**Record set:**
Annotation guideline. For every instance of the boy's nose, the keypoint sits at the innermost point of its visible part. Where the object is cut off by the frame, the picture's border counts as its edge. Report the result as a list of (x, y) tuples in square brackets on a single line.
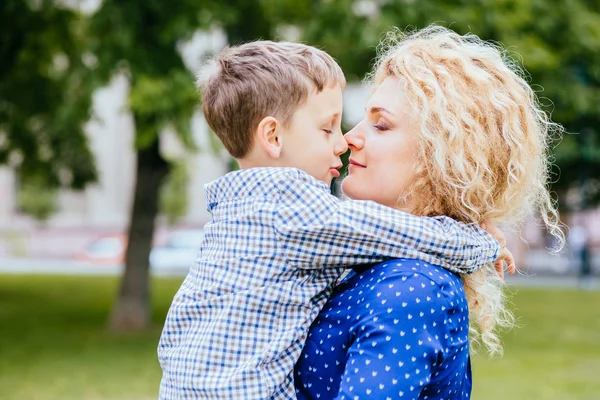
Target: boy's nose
[(341, 146), (354, 140)]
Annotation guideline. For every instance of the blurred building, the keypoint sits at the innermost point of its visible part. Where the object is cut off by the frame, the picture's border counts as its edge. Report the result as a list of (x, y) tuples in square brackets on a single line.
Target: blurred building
[(106, 206)]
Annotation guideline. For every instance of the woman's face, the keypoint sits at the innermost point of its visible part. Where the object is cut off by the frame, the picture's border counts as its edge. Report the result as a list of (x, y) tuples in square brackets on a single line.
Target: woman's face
[(383, 149)]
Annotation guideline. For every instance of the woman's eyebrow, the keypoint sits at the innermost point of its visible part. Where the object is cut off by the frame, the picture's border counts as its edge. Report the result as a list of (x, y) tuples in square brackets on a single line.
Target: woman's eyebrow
[(374, 110)]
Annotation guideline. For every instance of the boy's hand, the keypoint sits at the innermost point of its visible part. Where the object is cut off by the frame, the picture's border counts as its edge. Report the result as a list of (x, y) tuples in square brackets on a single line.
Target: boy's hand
[(505, 255)]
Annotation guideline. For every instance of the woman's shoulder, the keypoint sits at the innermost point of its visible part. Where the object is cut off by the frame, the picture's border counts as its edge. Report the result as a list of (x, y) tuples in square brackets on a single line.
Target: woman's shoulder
[(408, 277)]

**Task objective:**
Once the line with "Target: woman's face" is found, write out that line and every one after it through the last line of the records, exactly and with nothing else.

**Solution to this exercise:**
Target: woman's face
[(383, 149)]
Annotation guideline. For every instance of the woman's eyebrow, the keypoint sits at the innermost point of its visible part. Where the object is cut off by the frame, the picture's border counts as its edge. Report the result as a list of (x, y) tuples in square brackets on a single line.
Target: woman's eyebrow
[(374, 110)]
Annotation guideline. For every instance of the boy's hand, the keypoint sits at the innermost point of its visible part. Where the object is cut off by the frame, the picture's border counts as its edge. Report the result as a list of (x, y) tuples in square brackets on a single line.
Target: boy's hand
[(505, 255)]
Annotation guideline. For every instance of the woman's shoulder, the keypoint sits at the innermost point of its visible part. Where the object is cut off by the frame, the picture's border counts as its edge. Report the result as a list of (x, y) tuples in square brackets on a single line.
Target: woman's shoulder
[(408, 277)]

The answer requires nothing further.